▸ **必要な作業**: 阪神・淡路大震災における歯科の対応を述べた文章を、最後の文の後から書き継いでもらえますか。

No.5099 (2022年01月15日発行) P.67
槻木恵一 (神奈川歯科大学副学長)
登録日: 2022-01-13
最終更新日: 2022-01-13
1995年1月17日5時46分52秒は、阪神・淡路大震災の発災日時である。この震災を私が初めて知ったのは、6時のNHKのニュースであった。当時の首相もこの6時のニュースで事態を知ったというのは驚きである。その日は羽田から福岡に行く予定で、10時くらいに神戸の上空を通過中に流れた機内アナウンスは、今でも忘れられない。大変なことが起こっているとは思ったが6434人の犠牲者を出すほどの大災害とは想像もしていなかった。この時、日本はまだまだ災害に対して準備が十分と言える状態ではなく、現場での混乱が続くことになる。
しかし、阪神・淡路大震災において歯科がどのように動いていたかの記録を見ると、発災直後から歯科医師会を中心に対応が始まっている。このことに敬意を表したい。また、倒壊による外傷が多く、発災直後は病院歯科が、外科との連携により顎顔面外傷への対応に追われていた。歯科は、身元確認にも貢献していた。さらに、早朝での発災であったことから「入れ歯」を紛失している被災者が多いことが特徴であり、即時義歯のニーズが高いだけでなく、歯・口腔疾患の重篤化など歯科的問題が生じた。そのニーズの把握は、避難者が20万人という中で、大阪歯科大学のチームが行った。6500人の調査から2%程度の需要があることが示され、非常に的確に歯科医療の提供に貢献していた。

▸ **データ抜粋**:
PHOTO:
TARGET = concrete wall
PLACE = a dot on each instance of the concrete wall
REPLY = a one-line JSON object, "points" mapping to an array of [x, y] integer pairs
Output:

▸ **以下に回答**:
阪神・淡路大震災当時は、口腔ケアという言葉はまだ十分浸透していない時期であるが、口腔清掃の積極的な指導も行われている。犠牲者6434人のうち、震災関連死は900人以上で、この震災関連死で最も多いのが誤嚥性肺炎であり、救うことができた命であると言われている。誤嚥性肺炎予防に口腔ケアが重要であり、現在では災害時の歯科医療で口腔ケアが特に重要な位置づけになっているが、これは阪神・淡路大震災の経験からである。
災害と医療については、医学部では主に救急医学で、看護学部では災害看護学において学ぶことができる。しかし、歯学部では災害歯科を主として担当する科目がなく、学会も存在していないため、課題共有の「継続性=忘れない」ことに懸念がある。
さらに、これから大きな災害が予想されており、救える命を救うことに貢献をするための体制強化が必要であるが、時が過ぎると歯科医療の意義の重要性は、忘れられがちである。多職種での連携に基づく様々な災害医療チームが編成されているが、歯科医療関係者の積極的な参加にぜひご理解を頂きたい。